*SOURCE DOCUMENT*
━━━━━━━━

We have gathered feedback from different communities (Wikimedians following our seminars, GLAM), which seem by far to prefer the biographical domain. Hence, we have selected it and harvested the list of primary sources.

Biographies

The mix'n'match tool maintains a list of biographical catalogues, which can serve as reliable sources candidates. The table below displays an informal analysis of the catalogues available in English:

Source	URL	Comments	Candidate?

━━━━━━━━

*GIVEN ENTRIES*
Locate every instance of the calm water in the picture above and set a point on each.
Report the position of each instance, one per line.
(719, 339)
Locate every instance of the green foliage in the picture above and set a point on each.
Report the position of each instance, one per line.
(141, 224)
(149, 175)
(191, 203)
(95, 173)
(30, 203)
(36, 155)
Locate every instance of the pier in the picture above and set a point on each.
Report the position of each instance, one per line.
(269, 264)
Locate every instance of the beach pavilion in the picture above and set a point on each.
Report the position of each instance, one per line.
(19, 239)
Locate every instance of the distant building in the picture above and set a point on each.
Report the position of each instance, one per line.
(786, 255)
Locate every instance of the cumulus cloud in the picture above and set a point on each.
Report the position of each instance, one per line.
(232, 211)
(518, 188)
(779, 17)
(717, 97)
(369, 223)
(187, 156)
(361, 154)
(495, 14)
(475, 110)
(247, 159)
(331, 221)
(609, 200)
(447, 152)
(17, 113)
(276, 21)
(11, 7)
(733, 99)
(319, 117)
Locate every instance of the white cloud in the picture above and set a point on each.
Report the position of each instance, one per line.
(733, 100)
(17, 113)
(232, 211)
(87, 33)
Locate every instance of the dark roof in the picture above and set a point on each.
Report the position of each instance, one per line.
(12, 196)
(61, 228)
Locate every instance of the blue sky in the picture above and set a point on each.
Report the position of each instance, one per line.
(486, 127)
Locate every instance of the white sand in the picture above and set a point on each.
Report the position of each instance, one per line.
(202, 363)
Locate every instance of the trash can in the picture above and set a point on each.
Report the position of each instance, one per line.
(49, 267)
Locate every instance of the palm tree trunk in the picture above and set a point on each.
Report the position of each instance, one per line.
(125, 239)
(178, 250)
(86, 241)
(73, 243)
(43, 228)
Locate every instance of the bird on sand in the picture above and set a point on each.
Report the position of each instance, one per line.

━━━━━━━━

*YOUR TASKS*
1. Based on the source document, state whether each of the following statements agrees with it, answering yes or no and quoting the deciding words: (a) the feedback was gathered from a single community; (b) the mix'n'match tool maintains a list of biographical catalogues; (c) the table analyzes catalogues available in all languages.
2. Identify each line of the entries that contains the string "sand", and copy every such line in full. Case counts.

*WORKED ANSWERS*
1.
(a) No: "We have gathered feedback from different communities (Wikimedians following our seminars, GLAM)"
(b) Yes: "The mix'n'match tool maintains a list of biographical catalogues"
(c) No: "an informal analysis of the catalogues available in English"

2.
Locate every instance of the white sand in the picture above and set a point on each.
Locate every instance of the bird on sand in the picture above and set a point on each.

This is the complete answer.